§ REQUIRED WORK
**A.** Decide whether each statement agrees with the article on Measurement-Based Care. For each, answer yes or no and quote the deciding words of the article exactly. (i) The article says the process of Measurement-Based Care empowers clients to communicate their thoughts and feelings to their clinician. (ii) The exercise described took place during the first educational panel with the Yale Measurement-Based Care Collaborative. (iii) The article says clinicians can explore client-reported data to identify symptom changes or patterns.
**B.** Carry the article on Measurement-Based Care and the PHQ-9 forward, beginning right after its last sentence.

PHQ-9 Assessment being completed on mobile device outside of therapy session
Oct 19, 2022  |   3 minute read

PHQ-9 Three Ways with the Yale Measurement-Based Care Collaborative

PHQ-9 Three Ways

One of the main components of Measurement-Based Care (MBC) is using assessments and data as a jumping off point for collaboration and discussion between a client and clinician. The process of MBC helps clients better understand and share their own experiences, which empowers them to communicate their thoughts, feelings, behaviours and questions to their clinician. Likewise, clinicians can explore client-reported data to identify symptom changes or patterns, get curious with results to inform their discussions in session and to better understand the experience and needs of their clients. When MBC is looked at as a tool and process to help inform care discussions and decisions, it’s easy to understand how, and why, it helps to improve therapeutic alliance and treatment outcomes.

During our 2nd educational panel with our partners at the Yale Measurement-Based Care Collaborative, we all participated in an important exercise to illustrate how simple, yet valuable, using MBC in care can be.

§ INFORMATION GIVEN
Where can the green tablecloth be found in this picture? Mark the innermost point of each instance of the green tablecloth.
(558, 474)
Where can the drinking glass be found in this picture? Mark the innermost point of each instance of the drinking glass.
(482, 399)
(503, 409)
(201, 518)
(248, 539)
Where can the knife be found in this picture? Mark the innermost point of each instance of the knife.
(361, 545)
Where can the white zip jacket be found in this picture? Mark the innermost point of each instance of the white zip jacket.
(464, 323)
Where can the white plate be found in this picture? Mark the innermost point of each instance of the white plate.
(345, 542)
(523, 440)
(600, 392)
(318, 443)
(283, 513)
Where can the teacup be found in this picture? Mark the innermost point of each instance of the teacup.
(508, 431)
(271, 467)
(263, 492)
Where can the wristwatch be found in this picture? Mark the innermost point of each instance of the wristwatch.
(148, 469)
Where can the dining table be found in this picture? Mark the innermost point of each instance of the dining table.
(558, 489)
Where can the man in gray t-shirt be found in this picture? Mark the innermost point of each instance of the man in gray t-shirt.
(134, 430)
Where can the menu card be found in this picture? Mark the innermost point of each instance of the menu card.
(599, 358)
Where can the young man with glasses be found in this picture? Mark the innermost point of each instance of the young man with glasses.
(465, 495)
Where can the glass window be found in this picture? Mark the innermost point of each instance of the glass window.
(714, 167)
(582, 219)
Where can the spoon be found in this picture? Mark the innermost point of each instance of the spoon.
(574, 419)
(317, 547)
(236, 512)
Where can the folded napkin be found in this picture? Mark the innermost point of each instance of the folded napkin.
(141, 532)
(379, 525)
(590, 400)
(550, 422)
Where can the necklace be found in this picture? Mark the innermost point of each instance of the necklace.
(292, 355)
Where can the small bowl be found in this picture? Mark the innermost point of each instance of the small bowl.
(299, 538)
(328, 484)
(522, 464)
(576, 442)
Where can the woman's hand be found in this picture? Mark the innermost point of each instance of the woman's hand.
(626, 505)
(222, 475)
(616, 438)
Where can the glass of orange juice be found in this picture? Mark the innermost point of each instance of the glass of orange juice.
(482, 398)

§ ANSWER LIST
**A.**
(i) Yes: "which empowers them to communicate their thoughts, feelings"
(ii) No: "During our 2nd educational panel with our partners at the Yale Measurement-Based Care Collaborative"
(iii) Yes: "clinicians can explore client-reported data to identify symptom changes or patterns"

**B.**
The ‘PHQ-9 Three-Ways’ exercise is used by the team at Yale to help any service provider feel comfortable with the simple process of exploring MBC data and getting curious, alongside their clients, to understand what it may be saying.

How it worked:

The Yale MBC Collaborative shared examples PHQ-9 scores from three different clients—all with slightly different responses. The audience then looked at the responses and shared what they noticed, what hypotheses they were forming, and what they might ask the client in session to dig deeper into their experience.

Watch this clip and try it for for yourself! Then keep reading to learn the key takeaways from the exercise:

Key Learnings

  1. Data scoring and interpretation is much simpler than it seems. While you might find working through this process in session with a client intimidating, the exercise shows just how easy it is to pick up on what the scores may be telling us. These initial ideas are great to then bring up with your client, to explore the symptoms they’ve reported and have them add context to their responses, through their own thoughts, understanding and experiences.
  2. Overall assessment(s) scores are helpful, but not as useful as digging into individual items with clients. Two clients could have the same score on a PHQ-9 (or any assessment) but be experiencing completely different symptoms. This is why it’s important to breakdown the scores together and discuss their interpretation of assessment questions and the unique ways symptoms may be presenting for, or impacting, the client.
  3. It’s about developing a shared language. Personal assessment results give clients a new way to learn about their own mental health, which can help empower them to communicate and participate in ways they may not have been able to otherwise. It can help you and your client have a shared understanding of their experiences and work together throughout the care process.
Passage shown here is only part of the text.